** Exercise instructions **
Return, verbatim and in full, the records that follow, but not their pictures.

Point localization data
◇ ◇ ◇

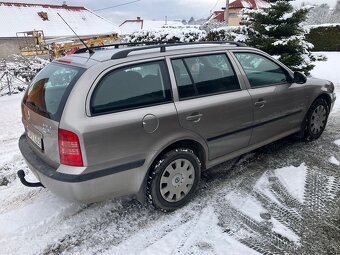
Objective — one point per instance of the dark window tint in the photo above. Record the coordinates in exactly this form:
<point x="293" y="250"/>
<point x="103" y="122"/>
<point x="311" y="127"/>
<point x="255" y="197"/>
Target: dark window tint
<point x="49" y="90"/>
<point x="260" y="70"/>
<point x="132" y="87"/>
<point x="184" y="84"/>
<point x="204" y="75"/>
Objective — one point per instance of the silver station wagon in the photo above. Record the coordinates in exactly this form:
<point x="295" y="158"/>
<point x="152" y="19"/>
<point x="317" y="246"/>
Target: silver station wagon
<point x="145" y="121"/>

◇ ◇ ◇

** Task output **
Objective — one point per instance of the dark window tint in the photo above. Record the coordinates in exactly this form:
<point x="293" y="250"/>
<point x="103" y="122"/>
<point x="311" y="127"/>
<point x="255" y="197"/>
Target: dark window tint
<point x="49" y="90"/>
<point x="260" y="70"/>
<point x="132" y="87"/>
<point x="184" y="84"/>
<point x="204" y="75"/>
Objective — one point per instance of the silver station wagon in the photo above. Record the coordinates in exactly this form:
<point x="295" y="158"/>
<point x="152" y="19"/>
<point x="317" y="246"/>
Target: silver station wagon
<point x="145" y="121"/>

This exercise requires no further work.